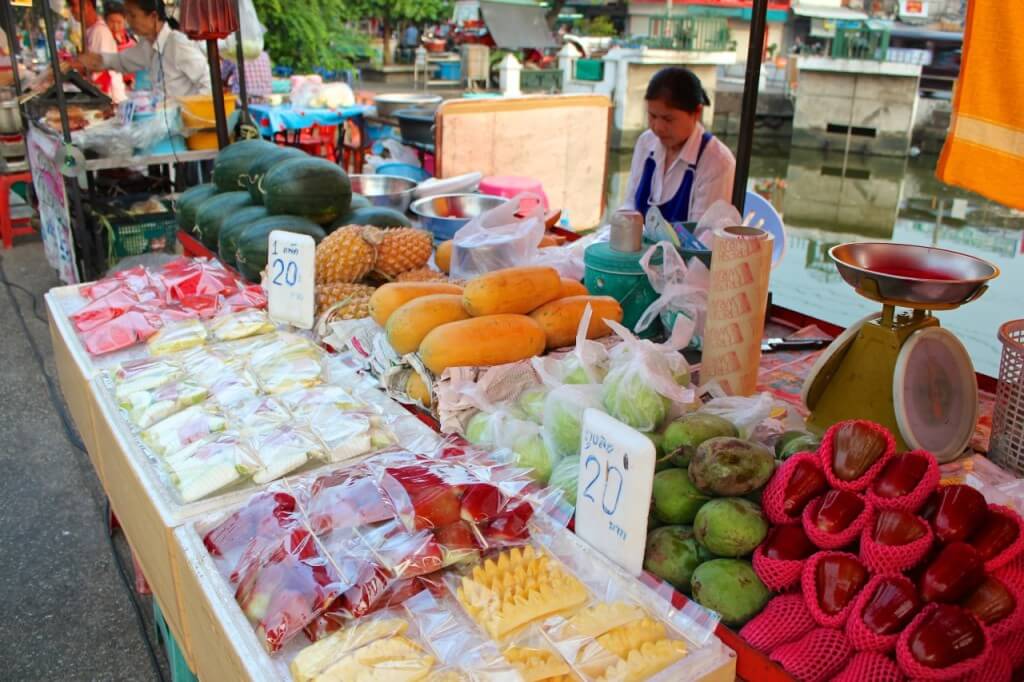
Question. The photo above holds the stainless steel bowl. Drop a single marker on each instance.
(915, 274)
(444, 214)
(387, 104)
(389, 190)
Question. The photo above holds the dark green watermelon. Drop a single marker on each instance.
(232, 165)
(214, 211)
(379, 216)
(314, 188)
(250, 256)
(188, 202)
(231, 228)
(265, 163)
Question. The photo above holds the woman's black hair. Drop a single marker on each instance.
(113, 8)
(150, 6)
(678, 87)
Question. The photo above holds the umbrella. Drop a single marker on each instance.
(759, 16)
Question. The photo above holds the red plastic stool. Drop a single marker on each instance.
(11, 227)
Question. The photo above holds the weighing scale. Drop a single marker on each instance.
(899, 368)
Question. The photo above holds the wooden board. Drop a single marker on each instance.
(560, 140)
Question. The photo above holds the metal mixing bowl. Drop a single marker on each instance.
(388, 190)
(387, 104)
(444, 214)
(908, 273)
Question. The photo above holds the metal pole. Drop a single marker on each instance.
(759, 15)
(13, 43)
(218, 93)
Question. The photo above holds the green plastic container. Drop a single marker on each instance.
(614, 273)
(176, 659)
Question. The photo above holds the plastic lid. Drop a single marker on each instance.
(935, 393)
(602, 257)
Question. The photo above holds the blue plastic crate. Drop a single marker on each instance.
(179, 668)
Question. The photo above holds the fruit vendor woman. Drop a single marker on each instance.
(677, 165)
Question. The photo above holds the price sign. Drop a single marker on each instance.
(616, 473)
(291, 265)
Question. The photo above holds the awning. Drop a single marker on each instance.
(804, 8)
(514, 26)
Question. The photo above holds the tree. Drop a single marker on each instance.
(311, 35)
(392, 12)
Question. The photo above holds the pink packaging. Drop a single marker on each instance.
(839, 540)
(808, 585)
(816, 656)
(774, 493)
(784, 619)
(859, 484)
(869, 667)
(912, 669)
(861, 637)
(893, 558)
(919, 496)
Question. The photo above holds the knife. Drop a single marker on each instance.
(768, 345)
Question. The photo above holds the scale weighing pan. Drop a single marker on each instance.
(912, 276)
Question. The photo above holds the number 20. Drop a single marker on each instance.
(609, 510)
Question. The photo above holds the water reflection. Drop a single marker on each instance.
(827, 199)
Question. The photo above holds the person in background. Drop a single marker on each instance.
(116, 20)
(677, 165)
(99, 38)
(176, 65)
(259, 79)
(114, 13)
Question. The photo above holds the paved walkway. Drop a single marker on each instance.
(67, 612)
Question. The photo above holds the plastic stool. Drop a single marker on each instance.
(11, 227)
(510, 185)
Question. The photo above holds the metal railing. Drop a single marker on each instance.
(701, 34)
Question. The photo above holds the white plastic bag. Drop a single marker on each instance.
(648, 381)
(252, 34)
(683, 290)
(745, 413)
(498, 239)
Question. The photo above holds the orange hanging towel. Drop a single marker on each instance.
(984, 151)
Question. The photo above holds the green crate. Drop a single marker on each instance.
(179, 669)
(134, 235)
(590, 70)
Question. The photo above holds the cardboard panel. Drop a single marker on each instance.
(560, 140)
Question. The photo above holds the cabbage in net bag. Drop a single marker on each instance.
(647, 380)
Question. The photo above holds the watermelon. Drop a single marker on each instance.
(231, 228)
(250, 256)
(214, 211)
(188, 202)
(313, 188)
(379, 216)
(265, 163)
(233, 163)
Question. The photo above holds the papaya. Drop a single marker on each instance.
(571, 288)
(413, 321)
(442, 257)
(513, 290)
(560, 318)
(389, 297)
(481, 342)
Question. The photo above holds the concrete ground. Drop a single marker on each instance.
(68, 614)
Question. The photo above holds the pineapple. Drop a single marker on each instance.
(346, 254)
(355, 297)
(403, 249)
(422, 274)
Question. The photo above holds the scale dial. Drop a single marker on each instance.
(935, 393)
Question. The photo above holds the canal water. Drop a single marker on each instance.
(826, 200)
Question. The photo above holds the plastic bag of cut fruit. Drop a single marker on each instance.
(184, 278)
(111, 306)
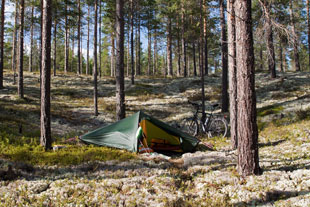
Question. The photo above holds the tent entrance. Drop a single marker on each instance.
(158, 139)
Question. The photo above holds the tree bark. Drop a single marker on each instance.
(72, 54)
(55, 45)
(308, 22)
(194, 58)
(232, 70)
(132, 43)
(100, 72)
(66, 40)
(88, 28)
(169, 48)
(112, 55)
(248, 160)
(21, 51)
(2, 43)
(183, 41)
(14, 47)
(269, 38)
(206, 64)
(31, 40)
(295, 38)
(46, 139)
(79, 38)
(202, 81)
(95, 60)
(120, 94)
(224, 52)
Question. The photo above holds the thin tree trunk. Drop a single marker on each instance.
(269, 38)
(100, 72)
(224, 52)
(194, 58)
(112, 55)
(21, 51)
(281, 55)
(206, 64)
(183, 41)
(31, 40)
(55, 45)
(15, 36)
(2, 43)
(232, 70)
(295, 38)
(95, 61)
(66, 41)
(149, 50)
(261, 58)
(46, 139)
(202, 35)
(169, 48)
(79, 38)
(72, 54)
(248, 160)
(308, 22)
(120, 94)
(132, 44)
(88, 28)
(178, 48)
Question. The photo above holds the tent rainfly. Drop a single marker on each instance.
(126, 134)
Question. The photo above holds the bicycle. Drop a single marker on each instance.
(213, 126)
════════════════
DIRECTIONS » Where the line containing "Question. The photo above holds the plastic bag" appears above, start there and set down each line exactly through the last line of the data; leave out every picture.

COMPLETE RESPONSE »
Question. The photo above holds the plastic bag of cut fruit. Drop a single marker on each instance.
(184, 278)
(111, 306)
Question. The photo above holds the tent entrance. Drop a single marker on each instance.
(158, 139)
Question. The photo above holds the tree bark. Drop a single marker on each instance.
(72, 54)
(55, 45)
(308, 22)
(194, 58)
(232, 70)
(132, 43)
(100, 72)
(66, 40)
(88, 28)
(169, 48)
(112, 55)
(248, 160)
(21, 51)
(2, 43)
(183, 41)
(14, 47)
(269, 38)
(206, 64)
(31, 40)
(295, 38)
(46, 139)
(79, 38)
(202, 81)
(95, 60)
(120, 94)
(224, 52)
Question. The photo above holds the thin tree trunk. Drop a single marker on each instance.
(269, 38)
(100, 72)
(224, 52)
(194, 58)
(112, 55)
(21, 51)
(281, 55)
(206, 64)
(183, 41)
(31, 40)
(55, 45)
(15, 36)
(2, 43)
(232, 70)
(295, 38)
(95, 61)
(66, 41)
(149, 50)
(261, 58)
(46, 139)
(202, 35)
(169, 48)
(79, 38)
(72, 54)
(248, 160)
(308, 22)
(120, 94)
(132, 44)
(88, 28)
(178, 48)
Question. The photo above holds the tent rainfly. Drop a single marker on each instance.
(126, 134)
Question. The photo above holds the bicycle. Drop a single marker on each instance.
(213, 126)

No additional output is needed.